_Excerpted passage_
------------------------
On Wednesday, they held their first of several meetings to discuss what “mass vaccination” in South Dakota might look like to include details such as phasing, storage, and handling.

The State Department of Health told medical professionals from across South Dakota on Wednesday that they intend to get the vaccine out to certain at-risk populations first.

“We do have preliminary information that considers vaccine allocation and priority populations information to include health care personnel, long term residents, and potentially individuals with specific underlying medical conditions which increase the risk for COVID-19,″ said Angela Jackley SD DOH Disease Prevent Services Deputy Administrator.

South Dakota, and other states around the country, are preparing for the possibility of receiving a limited amount of vaccine initially.

"We have created a framework for equitable distribution and that is based on many factors included in our state plans. It’ll look at the number of doses we received, the priority population, where do we have a high incidence of COVID, individuals at higher risk who are getting COVID,” Jackley said.

State Health Officials aren’t sure how much a COVID vaccine will cost.
------------------------
_Prompt A_
Answer these questions about the excerpt on South Dakota's COVID-19 vaccine planning:
(i) On what day of the week was the first planning meeting held?
(ii) Which groups are named in the preliminary information on priority populations?
(iii) What are state health officials unsure about regarding a COVID vaccine?
_Prompt B_
Continue the excerpt on South Dakota's COVID-19 vaccine planning, starting right after its final sentence.
The entries after this point are separate material and have no connection to the excerpt on South Dakota's COVID-19 vaccine planning.
------------------------
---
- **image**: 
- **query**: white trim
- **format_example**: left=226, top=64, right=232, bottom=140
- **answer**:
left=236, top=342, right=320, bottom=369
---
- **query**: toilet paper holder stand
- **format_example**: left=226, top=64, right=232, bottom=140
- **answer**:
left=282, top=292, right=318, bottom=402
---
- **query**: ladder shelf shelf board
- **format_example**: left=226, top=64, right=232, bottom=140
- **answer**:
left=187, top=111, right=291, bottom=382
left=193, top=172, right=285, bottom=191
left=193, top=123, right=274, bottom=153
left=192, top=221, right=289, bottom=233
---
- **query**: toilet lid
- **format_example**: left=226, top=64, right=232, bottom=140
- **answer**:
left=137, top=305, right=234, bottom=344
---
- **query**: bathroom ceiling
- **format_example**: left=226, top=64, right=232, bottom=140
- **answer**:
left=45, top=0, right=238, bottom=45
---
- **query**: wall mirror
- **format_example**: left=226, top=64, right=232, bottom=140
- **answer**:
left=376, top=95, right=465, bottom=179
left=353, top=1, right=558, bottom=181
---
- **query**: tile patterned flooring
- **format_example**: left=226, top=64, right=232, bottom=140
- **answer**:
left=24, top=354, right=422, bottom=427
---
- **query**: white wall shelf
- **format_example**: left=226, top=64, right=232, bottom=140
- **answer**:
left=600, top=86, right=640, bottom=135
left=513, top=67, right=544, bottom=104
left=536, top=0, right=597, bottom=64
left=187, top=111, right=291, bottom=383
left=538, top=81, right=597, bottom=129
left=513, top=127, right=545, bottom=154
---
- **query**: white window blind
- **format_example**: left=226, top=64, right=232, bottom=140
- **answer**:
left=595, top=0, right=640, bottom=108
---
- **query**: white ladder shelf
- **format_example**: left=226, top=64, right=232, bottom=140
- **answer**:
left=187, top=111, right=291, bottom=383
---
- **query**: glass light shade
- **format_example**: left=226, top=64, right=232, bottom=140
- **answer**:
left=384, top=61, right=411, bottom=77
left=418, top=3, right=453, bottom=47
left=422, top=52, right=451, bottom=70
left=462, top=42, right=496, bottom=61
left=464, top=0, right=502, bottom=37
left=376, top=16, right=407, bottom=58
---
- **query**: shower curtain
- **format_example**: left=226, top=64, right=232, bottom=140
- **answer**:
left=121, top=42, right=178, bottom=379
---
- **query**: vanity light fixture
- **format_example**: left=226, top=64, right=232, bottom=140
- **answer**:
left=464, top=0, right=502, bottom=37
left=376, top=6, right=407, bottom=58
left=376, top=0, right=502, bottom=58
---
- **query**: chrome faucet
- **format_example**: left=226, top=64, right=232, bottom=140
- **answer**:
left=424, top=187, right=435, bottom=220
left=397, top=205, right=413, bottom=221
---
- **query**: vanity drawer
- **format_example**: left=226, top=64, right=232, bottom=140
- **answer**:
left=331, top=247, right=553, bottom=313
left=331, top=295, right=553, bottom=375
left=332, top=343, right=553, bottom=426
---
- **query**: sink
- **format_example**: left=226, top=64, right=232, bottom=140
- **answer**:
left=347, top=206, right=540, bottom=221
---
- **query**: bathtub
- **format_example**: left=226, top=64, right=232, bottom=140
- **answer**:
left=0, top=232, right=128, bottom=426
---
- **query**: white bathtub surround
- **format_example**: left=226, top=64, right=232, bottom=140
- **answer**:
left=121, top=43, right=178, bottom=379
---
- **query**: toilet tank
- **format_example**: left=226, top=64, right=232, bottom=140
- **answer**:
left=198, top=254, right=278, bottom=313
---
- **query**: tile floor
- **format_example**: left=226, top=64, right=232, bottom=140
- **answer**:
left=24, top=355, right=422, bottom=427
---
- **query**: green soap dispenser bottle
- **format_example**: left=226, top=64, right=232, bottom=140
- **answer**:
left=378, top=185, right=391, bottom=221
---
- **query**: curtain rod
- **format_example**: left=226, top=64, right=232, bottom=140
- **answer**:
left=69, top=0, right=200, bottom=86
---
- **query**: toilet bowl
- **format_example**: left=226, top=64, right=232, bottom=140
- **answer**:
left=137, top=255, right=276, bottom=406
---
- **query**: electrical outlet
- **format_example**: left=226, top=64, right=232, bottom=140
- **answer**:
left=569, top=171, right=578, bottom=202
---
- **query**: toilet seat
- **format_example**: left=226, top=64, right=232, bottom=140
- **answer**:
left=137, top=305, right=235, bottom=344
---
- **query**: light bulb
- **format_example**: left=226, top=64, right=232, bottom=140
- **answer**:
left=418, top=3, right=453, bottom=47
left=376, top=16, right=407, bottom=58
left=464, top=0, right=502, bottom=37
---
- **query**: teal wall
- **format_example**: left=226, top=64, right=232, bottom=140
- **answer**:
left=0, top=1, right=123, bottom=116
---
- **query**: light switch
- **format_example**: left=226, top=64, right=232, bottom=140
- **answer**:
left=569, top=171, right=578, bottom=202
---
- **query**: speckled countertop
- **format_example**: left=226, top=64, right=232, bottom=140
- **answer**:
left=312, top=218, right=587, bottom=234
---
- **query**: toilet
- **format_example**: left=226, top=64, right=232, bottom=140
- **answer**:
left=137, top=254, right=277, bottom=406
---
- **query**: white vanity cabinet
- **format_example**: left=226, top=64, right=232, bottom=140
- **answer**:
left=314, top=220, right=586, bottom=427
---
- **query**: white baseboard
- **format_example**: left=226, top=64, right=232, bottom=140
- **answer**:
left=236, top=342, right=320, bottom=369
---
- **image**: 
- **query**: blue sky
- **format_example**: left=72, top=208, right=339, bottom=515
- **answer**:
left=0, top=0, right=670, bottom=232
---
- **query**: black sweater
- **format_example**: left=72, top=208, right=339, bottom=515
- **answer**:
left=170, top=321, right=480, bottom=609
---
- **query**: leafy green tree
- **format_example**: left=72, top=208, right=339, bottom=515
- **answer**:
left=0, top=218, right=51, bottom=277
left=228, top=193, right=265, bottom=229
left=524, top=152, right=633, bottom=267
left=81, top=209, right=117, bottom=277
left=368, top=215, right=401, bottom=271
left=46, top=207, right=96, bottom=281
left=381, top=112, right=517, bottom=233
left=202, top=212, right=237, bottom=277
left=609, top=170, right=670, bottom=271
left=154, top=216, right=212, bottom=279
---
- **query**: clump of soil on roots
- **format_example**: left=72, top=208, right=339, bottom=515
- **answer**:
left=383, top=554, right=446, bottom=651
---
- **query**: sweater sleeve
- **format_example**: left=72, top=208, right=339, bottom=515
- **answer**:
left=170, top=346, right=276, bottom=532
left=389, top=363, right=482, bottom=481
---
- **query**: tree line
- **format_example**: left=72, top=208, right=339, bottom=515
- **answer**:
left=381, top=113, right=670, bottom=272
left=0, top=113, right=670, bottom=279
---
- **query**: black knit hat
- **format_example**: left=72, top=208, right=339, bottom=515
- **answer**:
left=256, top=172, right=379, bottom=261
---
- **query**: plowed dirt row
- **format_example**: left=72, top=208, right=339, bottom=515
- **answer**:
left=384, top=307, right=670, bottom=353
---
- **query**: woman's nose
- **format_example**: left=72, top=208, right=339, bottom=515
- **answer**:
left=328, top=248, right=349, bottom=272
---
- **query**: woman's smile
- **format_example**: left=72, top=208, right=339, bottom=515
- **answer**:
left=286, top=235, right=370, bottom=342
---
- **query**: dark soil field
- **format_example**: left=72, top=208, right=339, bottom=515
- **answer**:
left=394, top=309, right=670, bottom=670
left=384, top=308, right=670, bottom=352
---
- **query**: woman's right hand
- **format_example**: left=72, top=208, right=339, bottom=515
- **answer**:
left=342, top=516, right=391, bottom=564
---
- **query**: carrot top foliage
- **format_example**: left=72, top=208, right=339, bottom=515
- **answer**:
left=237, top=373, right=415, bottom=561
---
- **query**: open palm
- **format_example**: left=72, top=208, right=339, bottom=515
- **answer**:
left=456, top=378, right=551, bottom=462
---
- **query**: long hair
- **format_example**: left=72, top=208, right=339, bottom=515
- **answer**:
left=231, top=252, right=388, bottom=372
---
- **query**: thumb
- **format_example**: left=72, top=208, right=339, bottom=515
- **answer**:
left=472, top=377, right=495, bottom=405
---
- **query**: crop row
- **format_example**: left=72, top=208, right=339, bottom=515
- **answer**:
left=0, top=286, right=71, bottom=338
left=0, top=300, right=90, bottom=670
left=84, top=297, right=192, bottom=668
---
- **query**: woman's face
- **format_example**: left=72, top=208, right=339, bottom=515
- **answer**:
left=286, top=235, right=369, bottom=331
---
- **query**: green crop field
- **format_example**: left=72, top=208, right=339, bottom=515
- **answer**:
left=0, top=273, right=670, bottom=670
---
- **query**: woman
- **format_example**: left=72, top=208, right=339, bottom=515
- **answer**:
------------------------
_Answer space A_
(i) Wednesday.
(ii) Health care personnel, long term residents, and potentially individuals with specific underlying medical conditions that increase the risk for COVID-19.
(iii) How much a COVID vaccine will cost.

_Answer space B_
“We know it’s being worked on, I can tell you with VFC, we have a regional cap of $20.73 with a dose of vaccine administrated, I don’t know if it’s going to be similar to that, if it’s going to be regionality as to how its reimbursed, or if it’s going to be one national amount, we know they are working on that we just don’t know what that dollar amount is," said Kipp Stahl SD Healthcare-Associated Infections Program coordinator.

As millions get their flu shots, health experts aren’t yet certain if the flu vaccine and a COVID one can be received at the same time.

“The first answer was absolutely not, they aren’t being studied together. however, they’ve now said there is a chance certain vaccines could be given in opposite arms. I think we will have more definitive information from the acid I’m sure they are going to discuss that and address that because it is a very important piece of information to have.” Stahl said.

The state still does not know how many vaccines will be distributed in Phase 1 but believes that it will be distributed based on population.